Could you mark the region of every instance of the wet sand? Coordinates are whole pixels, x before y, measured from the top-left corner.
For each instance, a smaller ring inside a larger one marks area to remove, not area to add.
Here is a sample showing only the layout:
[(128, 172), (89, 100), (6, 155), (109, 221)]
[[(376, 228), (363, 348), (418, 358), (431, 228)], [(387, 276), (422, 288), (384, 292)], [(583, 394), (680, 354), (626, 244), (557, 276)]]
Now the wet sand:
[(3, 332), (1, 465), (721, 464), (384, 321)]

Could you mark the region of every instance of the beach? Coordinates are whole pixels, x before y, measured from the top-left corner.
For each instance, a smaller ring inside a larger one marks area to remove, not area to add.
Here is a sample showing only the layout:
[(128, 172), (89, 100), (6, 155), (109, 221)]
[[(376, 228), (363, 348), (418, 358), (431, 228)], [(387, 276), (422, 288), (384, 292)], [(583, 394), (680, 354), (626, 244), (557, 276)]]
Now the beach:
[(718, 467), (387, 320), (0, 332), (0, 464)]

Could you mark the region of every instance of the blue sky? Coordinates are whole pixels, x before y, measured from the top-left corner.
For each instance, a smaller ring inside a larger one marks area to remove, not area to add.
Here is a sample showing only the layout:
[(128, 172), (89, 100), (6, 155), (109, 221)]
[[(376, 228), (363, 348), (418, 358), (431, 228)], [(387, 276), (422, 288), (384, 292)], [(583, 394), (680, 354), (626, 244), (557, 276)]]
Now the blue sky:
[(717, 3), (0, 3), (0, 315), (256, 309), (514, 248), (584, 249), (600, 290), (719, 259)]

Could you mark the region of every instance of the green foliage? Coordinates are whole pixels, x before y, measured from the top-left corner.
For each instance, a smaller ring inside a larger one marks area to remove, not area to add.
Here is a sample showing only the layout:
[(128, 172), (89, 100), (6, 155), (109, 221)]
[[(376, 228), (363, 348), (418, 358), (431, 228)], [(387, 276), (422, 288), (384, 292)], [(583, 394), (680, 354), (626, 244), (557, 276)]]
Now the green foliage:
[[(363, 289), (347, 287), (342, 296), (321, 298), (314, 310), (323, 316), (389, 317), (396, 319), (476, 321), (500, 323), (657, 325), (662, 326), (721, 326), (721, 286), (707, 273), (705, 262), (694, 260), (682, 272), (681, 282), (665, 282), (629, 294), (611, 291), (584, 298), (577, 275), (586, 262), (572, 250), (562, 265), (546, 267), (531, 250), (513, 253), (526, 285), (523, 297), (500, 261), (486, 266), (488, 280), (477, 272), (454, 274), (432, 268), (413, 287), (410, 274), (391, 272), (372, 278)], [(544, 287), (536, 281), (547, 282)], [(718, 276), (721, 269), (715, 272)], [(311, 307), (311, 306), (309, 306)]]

──────────────────────────────

WHAT YOU ARE ASKED TO DO >>
Reword the material by putting "occurrence" wherever "instance" occurs, and leave all other text unchanged.

RESPONSE FOR THIS EXERCISE >>
Could you mark the region of every occurrence of the wet sand? Coordinates are whole pixels, x before y, measured from the top-left corner.
For each occurrence, a smaller ring inside a larger one marks area to remove, not area to add.
Here is a sample showing only the layout:
[(128, 172), (89, 100), (6, 155), (109, 221)]
[[(376, 228), (363, 348), (418, 358), (431, 228)], [(387, 276), (422, 288), (384, 292)], [(583, 394), (680, 354), (626, 244), (557, 276)]]
Now the wet sand:
[(3, 332), (1, 465), (721, 464), (384, 321)]

Could you mark the region of every occurrence of the beach? Coordinates are whole pixels, x before y, measured from the top-left corner.
For each occurrence, a smaller ring inside a larger one marks area to remove, not area to add.
Here is a sample showing only the layout:
[(128, 172), (89, 100), (6, 155), (109, 221)]
[[(376, 228), (363, 348), (418, 358), (431, 228)], [(387, 276), (422, 288), (384, 292)], [(583, 394), (680, 354), (626, 244), (557, 276)]]
Now the beach:
[(718, 467), (387, 320), (0, 332), (0, 464)]

Could you mark the region of every occurrence of the blue sky? Coordinates are whole pixels, x before y, measured from the top-left corner.
For each occurrence, a smaller ring inside a larger one marks area to remove, not area to add.
Here is a sample showing only the layout:
[(128, 172), (89, 100), (6, 155), (109, 221)]
[[(376, 228), (363, 348), (418, 358), (431, 228)], [(387, 276), (422, 288), (384, 292)], [(583, 394), (680, 354), (626, 244), (557, 276)]]
Now the blue sky:
[(717, 3), (0, 3), (0, 315), (256, 309), (514, 248), (584, 249), (600, 290), (719, 259)]

Could you mark the region of every occurrence of the green foliage? Coordinates are whole pixels, x before y, measured from the top-left corner.
For each occurrence, a smaller ring inside a larger one marks area to remove, not area to add.
Here is a sample showing only the layout:
[(128, 172), (89, 100), (6, 155), (109, 221)]
[[(376, 228), (363, 348), (418, 358), (431, 228)], [(387, 276), (422, 288), (384, 292)], [(583, 394), (680, 354), (626, 244), (557, 276)]]
Now the green foliage:
[[(363, 289), (347, 287), (342, 296), (321, 298), (314, 310), (323, 316), (389, 317), (396, 319), (476, 321), (500, 323), (657, 325), (662, 326), (721, 326), (721, 286), (707, 273), (705, 262), (694, 260), (682, 272), (681, 282), (665, 282), (629, 294), (611, 291), (584, 298), (577, 275), (586, 262), (572, 250), (562, 265), (546, 267), (531, 250), (513, 253), (526, 285), (523, 297), (500, 261), (486, 266), (488, 280), (477, 272), (454, 274), (432, 268), (413, 287), (410, 274), (391, 272), (372, 278)], [(544, 287), (536, 281), (547, 282)], [(718, 276), (721, 269), (715, 272)], [(311, 307), (311, 306), (309, 306)]]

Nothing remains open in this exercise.